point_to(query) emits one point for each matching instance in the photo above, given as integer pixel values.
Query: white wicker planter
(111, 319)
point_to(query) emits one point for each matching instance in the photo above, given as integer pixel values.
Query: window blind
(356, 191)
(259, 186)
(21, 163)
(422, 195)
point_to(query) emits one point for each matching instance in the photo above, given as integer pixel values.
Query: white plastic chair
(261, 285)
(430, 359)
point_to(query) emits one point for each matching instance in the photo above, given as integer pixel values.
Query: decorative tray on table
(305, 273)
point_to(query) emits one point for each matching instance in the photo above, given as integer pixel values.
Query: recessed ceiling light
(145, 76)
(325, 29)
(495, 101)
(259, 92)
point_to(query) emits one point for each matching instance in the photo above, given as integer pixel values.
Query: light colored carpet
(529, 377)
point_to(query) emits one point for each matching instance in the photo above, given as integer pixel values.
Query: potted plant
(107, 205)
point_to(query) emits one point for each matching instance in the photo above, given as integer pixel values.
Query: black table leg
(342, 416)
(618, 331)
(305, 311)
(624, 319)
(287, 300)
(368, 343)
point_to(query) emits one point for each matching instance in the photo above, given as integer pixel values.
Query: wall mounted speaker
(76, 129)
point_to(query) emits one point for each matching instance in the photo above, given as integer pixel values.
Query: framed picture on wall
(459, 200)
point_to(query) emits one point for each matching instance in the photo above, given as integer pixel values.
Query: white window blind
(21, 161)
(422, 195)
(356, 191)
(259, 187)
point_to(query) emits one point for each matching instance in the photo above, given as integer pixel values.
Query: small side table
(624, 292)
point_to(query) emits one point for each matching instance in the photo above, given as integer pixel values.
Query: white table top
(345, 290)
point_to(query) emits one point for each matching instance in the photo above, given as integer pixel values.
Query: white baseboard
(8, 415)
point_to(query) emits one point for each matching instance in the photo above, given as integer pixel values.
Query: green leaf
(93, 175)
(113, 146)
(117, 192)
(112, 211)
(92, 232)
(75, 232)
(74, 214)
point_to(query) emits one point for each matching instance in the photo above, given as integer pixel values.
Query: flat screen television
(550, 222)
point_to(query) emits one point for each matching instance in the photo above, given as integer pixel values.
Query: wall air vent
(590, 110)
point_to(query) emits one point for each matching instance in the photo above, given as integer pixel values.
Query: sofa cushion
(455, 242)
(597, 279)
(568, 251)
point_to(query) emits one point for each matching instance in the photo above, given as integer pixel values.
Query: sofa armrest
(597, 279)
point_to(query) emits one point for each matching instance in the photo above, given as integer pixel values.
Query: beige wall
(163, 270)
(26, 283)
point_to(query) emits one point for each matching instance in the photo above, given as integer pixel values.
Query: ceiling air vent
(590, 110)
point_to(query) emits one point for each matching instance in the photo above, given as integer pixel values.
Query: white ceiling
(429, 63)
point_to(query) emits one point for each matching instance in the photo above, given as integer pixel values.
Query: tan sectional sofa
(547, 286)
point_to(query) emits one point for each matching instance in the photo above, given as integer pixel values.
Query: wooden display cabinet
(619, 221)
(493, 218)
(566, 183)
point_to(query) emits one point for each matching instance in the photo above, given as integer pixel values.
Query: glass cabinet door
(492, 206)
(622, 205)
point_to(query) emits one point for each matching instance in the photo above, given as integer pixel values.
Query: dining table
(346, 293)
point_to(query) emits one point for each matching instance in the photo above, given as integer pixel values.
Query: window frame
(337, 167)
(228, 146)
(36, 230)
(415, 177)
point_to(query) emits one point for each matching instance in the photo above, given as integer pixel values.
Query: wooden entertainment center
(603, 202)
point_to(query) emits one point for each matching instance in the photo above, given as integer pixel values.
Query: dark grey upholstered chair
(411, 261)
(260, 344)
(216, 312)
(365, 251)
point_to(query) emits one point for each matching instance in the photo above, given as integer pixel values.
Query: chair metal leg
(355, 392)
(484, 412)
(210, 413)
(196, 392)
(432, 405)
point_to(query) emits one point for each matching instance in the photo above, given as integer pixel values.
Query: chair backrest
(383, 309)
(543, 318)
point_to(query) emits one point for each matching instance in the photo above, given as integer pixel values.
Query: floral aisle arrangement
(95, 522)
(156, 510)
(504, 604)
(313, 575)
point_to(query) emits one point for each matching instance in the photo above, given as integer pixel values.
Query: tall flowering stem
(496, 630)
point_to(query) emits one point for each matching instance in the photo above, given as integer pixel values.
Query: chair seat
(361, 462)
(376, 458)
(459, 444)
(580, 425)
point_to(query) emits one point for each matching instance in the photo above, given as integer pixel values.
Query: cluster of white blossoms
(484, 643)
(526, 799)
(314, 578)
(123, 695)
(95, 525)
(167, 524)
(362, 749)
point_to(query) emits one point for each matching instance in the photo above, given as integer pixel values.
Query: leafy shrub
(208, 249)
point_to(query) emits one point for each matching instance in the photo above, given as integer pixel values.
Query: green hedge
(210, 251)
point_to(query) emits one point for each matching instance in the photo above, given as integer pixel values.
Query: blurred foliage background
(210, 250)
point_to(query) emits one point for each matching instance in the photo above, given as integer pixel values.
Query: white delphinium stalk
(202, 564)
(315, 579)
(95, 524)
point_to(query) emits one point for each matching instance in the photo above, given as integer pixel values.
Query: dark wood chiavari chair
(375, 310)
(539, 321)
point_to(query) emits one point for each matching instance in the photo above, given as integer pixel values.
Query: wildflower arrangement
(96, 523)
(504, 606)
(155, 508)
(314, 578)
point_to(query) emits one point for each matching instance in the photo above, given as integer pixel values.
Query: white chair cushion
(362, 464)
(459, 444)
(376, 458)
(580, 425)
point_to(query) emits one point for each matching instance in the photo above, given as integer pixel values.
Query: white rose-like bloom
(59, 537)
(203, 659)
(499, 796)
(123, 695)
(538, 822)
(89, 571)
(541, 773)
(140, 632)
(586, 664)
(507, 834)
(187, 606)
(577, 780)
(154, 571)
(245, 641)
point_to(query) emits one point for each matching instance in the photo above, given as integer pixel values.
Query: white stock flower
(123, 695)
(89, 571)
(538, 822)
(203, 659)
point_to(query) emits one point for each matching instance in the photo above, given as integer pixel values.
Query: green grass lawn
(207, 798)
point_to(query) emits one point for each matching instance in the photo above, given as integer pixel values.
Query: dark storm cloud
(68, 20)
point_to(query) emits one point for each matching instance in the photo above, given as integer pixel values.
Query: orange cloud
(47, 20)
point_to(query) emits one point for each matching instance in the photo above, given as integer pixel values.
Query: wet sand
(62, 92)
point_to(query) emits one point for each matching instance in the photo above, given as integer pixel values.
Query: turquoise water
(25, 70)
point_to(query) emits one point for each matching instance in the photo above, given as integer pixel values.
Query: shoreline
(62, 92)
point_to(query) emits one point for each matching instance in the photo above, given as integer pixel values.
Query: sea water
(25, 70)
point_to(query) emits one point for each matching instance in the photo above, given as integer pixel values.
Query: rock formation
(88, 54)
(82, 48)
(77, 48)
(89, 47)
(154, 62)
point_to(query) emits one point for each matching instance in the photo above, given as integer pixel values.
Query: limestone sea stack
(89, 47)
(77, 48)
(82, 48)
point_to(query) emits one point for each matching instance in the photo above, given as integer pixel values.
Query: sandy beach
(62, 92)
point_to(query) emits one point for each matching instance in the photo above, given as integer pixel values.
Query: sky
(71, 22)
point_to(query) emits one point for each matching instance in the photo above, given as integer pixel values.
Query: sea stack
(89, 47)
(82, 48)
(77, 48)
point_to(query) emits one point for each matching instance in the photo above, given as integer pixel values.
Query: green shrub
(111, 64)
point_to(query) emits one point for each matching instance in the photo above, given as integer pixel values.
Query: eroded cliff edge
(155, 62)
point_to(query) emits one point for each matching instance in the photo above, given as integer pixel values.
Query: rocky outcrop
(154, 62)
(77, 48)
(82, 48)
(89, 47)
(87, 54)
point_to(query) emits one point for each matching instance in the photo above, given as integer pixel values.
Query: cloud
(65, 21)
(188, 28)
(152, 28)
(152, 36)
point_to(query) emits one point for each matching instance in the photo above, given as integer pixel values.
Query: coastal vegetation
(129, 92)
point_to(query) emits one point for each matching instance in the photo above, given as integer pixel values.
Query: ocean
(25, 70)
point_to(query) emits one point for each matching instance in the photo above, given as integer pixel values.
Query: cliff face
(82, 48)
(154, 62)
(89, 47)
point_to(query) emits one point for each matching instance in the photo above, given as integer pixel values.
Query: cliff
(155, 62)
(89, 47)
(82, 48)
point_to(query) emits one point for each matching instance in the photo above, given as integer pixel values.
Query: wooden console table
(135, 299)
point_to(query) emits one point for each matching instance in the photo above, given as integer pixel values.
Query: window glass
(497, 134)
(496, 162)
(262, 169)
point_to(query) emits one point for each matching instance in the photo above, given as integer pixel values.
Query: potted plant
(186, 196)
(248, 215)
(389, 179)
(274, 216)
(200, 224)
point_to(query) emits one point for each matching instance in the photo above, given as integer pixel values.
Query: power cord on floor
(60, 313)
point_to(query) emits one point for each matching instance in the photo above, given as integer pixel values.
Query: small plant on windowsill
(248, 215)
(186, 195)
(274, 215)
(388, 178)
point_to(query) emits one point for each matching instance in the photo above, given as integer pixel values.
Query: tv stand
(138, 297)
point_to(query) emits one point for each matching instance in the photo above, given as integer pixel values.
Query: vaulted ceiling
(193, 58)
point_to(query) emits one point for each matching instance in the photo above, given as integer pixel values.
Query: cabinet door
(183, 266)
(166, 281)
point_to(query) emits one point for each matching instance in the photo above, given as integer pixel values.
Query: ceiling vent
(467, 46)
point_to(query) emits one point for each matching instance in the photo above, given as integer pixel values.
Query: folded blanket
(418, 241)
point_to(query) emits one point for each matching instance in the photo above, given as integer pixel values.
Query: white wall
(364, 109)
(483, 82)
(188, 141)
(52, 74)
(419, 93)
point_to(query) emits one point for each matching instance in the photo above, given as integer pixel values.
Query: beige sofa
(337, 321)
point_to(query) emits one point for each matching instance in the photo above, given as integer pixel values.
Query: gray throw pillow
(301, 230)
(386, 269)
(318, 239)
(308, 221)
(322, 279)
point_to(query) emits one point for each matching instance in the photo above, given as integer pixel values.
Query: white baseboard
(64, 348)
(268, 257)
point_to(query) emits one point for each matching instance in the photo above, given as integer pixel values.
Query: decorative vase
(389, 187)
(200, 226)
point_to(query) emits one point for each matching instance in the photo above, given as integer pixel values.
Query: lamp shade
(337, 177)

## Exercise
The line containing "Query: gray throw pillow" and every line after it, through the end of the records, should be repeated exactly and alone.

## Answer space
Query: gray throw pillow
(301, 230)
(386, 269)
(318, 239)
(308, 221)
(322, 279)
point_to(query) emits one point for each matching instance in the photo above, given as integer pixel values.
Query: white baseboard
(64, 348)
(268, 257)
point_to(query) emits one point for each matching instance in the photo above, given as integer pixel values.
Query: decorative vase
(389, 187)
(200, 226)
point_to(query) emits one point for each matching instance in the photo above, given as integer pixel values.
Query: lamp shade
(337, 177)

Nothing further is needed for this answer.